**TASK LIST:**
[1] Rewrite the article on Josh Hawley from "Josh Hawley’s Mission" up to and including "worship for good.", replacing "GOP" with "Republican Party" wherever it occurs.
[2] Extend the article on Josh Hawley's plans for the Republican Party, picking up after its final sentence.

**DOCUMENT SEGMENT:**

═══

Josh Hawley’s Mission to Remake the GOP

The freshman senator from Missouri wants to build on Trump’s tenure and end the GOP’s free-market worship for good.

Mike Segar / Reuters

Washington is in an unusually high state of chaos. Impeachment hearings are proceeding dramatically in the House. Donald Trump has taken to tweeting videos about the purported “coup” being staged against his presidency by Democrats, complete with an ominous musical score. But from the view of Senator Josh Hawley’s office, its walls covered in tasteful kid art and a large desk offering up a mugful of crisp yellow pencils, it’s hard to tell that anything is amiss. The Missouri freshman is too busy laying out the future of the Republican Party to pay much mind to the partisan death spiral unfolding around him.

By Hawley’s own account, some conservatives on Capitol Hill have spent the past three years with their eyes tightly shut, waiting for the Trump era to pass and everything to return to normal. “That’s not going to happen,” he told me in an interview this week. If the Republican Party returns to its pre-Trump ideological defaults—standing up for big business over the middle class, prioritizing free-market principles over social issues—“we’re not going to be a majority party, ever,” he said. “That’s just not the future.”

═══

A run of records

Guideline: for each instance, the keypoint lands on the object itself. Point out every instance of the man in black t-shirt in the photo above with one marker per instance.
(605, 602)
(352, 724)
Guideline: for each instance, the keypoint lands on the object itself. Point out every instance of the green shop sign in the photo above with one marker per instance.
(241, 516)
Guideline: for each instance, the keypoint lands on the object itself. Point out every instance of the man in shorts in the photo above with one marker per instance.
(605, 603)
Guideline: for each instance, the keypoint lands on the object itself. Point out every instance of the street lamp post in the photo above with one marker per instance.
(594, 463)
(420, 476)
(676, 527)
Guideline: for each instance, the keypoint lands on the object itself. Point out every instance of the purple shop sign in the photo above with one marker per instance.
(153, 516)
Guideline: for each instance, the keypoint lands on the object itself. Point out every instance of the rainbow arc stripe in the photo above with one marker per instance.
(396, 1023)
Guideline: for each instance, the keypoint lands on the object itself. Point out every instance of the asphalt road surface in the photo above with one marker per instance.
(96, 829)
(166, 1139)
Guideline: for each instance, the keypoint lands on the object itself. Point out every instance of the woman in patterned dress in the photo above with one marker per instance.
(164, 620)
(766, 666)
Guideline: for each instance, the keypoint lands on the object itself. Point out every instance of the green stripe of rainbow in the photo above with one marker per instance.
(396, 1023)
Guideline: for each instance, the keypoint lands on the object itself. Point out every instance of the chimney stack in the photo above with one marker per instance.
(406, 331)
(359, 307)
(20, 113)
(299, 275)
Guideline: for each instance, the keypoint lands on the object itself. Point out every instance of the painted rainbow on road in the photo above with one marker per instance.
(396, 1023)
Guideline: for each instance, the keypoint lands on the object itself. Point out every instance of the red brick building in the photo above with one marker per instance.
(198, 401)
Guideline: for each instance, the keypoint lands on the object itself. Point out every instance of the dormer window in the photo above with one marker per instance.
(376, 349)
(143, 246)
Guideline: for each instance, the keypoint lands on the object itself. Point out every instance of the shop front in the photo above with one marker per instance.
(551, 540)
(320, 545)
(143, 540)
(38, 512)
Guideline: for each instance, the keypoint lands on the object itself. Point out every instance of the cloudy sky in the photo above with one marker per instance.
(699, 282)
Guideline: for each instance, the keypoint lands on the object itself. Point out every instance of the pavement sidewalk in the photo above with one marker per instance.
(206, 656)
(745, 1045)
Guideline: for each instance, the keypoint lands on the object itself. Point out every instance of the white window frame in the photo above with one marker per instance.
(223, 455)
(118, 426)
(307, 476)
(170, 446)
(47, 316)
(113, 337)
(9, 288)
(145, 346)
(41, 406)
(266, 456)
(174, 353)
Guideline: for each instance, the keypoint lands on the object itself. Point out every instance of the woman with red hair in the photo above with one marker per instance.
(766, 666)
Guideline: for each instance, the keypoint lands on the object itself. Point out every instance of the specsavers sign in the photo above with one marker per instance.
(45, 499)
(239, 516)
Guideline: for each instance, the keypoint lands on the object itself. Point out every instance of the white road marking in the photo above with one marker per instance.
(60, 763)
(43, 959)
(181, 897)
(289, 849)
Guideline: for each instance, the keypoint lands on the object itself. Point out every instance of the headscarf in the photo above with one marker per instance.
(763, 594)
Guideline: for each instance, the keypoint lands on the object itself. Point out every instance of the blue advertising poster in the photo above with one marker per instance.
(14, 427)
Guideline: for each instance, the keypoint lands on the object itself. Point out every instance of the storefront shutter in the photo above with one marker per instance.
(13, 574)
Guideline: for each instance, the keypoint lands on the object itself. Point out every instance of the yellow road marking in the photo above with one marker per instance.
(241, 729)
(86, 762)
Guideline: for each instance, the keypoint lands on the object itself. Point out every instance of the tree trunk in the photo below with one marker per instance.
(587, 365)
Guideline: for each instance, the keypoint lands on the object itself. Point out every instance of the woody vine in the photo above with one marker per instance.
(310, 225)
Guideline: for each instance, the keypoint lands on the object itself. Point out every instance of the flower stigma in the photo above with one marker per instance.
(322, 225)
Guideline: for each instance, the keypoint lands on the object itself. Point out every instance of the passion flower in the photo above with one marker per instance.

═══

**ANSWERS TO THE EXERCISES:**
[1]
Josh Hawley’s Mission to Remake the Republican Party

The freshman senator from Missouri wants to build on Trump’s tenure and end the Republican Party’s free-market worship for good.

[2]
Hawley, 39, became the youngest member of the Senate after a 2018 upset victory over a powerful Democratic incumbent, Claire McCaskill, and he has quickly vaulted himself to prominence in Washington’s elite conservative circles. Along with Senate Republicans such as Ted Cruz, and ex–Trump-administration officials such as Nikki Haley, his name is frequently floated as a potential lead architect of Trumpism after Trump. His speeches around town, including one he delivered on Tuesday evening while accepting an award at the annual gala of the American Principles Project Foundation, a socially conservative public-policy organization, are bracingly defiant of Republican orthodoxy: He rails against income inequality, condemns the policy deference afforded to corporations, and speaks warmly about the civic value of labor unions. He often talks about the “great American middle” being crushed by the decline of local communities, the winner-take-all concentration of wealth, and the inaccessibility of higher education. And he said that the modern Republican Party’s split over competing impulses toward free-market economics and social conservatism has led some conservatives to ignore the effects of their policies on the middle and working class. “It’s time to do away with that,” he told me.

Trump began the work of redirecting the GOP by building a working-class coalition, Hawley argues. In his view, Trump’s bombastic style and penchant for chaos bear no consequence for the new brand of conservatism Hawley envisions; affairs like impeachment amount to ephemeral antics. “For all of us who are in public office, and especially for those of us who are younger, this isn’t the work of a day or a season,” Hawley told me. “This is the work of a generation.”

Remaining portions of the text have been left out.